▶ **WORK TASK**:
Search the entries for the word "table" and report each line that has it.

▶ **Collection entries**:

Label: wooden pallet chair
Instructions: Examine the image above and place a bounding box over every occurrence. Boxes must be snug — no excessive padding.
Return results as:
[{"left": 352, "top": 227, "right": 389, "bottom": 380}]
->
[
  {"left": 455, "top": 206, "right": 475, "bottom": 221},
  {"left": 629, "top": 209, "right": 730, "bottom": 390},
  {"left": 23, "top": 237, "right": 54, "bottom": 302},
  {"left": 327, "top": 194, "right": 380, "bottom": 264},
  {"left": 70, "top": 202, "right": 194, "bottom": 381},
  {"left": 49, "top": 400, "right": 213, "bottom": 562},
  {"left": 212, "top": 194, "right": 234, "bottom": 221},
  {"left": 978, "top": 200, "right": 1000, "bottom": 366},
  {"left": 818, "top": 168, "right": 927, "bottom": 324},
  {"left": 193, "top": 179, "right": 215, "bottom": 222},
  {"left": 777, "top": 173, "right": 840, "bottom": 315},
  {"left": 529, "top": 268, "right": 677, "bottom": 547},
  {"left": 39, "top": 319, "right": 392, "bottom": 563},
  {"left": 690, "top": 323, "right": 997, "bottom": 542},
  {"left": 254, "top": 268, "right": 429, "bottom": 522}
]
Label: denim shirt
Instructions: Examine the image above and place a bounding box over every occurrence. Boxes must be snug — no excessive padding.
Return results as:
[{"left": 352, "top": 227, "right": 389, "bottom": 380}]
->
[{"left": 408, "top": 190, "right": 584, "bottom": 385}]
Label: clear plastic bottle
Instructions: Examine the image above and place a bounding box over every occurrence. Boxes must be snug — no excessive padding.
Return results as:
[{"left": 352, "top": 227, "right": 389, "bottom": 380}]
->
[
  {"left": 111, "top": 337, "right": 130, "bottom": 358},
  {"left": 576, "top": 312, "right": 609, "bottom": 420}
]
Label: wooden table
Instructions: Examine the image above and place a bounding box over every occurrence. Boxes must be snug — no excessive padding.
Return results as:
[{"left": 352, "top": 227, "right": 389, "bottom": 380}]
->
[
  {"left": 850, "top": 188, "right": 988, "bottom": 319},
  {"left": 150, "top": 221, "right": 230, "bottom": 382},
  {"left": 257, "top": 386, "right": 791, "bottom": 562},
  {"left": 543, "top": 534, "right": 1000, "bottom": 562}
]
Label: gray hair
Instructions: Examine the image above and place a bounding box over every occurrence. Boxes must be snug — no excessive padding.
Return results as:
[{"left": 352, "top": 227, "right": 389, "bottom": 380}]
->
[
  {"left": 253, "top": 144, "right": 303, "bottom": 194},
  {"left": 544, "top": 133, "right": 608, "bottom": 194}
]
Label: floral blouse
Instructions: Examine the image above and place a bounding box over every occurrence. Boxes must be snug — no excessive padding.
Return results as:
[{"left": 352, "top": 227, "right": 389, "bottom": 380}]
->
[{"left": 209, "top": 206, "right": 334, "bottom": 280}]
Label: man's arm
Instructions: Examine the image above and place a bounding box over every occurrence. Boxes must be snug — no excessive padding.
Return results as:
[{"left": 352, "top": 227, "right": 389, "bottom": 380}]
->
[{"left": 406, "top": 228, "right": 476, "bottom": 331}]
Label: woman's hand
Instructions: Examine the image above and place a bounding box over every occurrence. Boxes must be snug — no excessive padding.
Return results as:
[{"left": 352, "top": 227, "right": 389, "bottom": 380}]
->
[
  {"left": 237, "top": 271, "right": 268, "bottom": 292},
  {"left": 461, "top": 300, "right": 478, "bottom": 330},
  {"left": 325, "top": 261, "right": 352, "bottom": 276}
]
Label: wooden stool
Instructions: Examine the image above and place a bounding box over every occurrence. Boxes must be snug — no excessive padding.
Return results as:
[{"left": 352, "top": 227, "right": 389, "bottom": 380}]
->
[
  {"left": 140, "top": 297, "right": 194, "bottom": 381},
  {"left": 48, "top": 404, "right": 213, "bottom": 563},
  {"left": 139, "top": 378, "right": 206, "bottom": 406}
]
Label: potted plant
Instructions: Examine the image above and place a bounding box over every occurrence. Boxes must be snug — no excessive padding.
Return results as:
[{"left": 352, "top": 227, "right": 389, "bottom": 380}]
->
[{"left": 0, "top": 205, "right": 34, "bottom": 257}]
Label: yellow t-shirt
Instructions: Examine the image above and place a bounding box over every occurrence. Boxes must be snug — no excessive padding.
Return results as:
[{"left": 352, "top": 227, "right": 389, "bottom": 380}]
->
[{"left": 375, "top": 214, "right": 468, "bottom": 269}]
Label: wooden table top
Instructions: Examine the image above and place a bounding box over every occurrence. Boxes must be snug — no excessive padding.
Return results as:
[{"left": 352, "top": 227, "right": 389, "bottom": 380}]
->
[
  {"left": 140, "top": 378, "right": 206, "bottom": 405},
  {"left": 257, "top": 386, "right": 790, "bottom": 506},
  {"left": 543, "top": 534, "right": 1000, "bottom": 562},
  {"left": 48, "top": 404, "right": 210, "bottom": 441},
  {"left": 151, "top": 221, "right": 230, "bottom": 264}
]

▶ **RESULT BELOW**:
Label: wooden table
Label: wooden table top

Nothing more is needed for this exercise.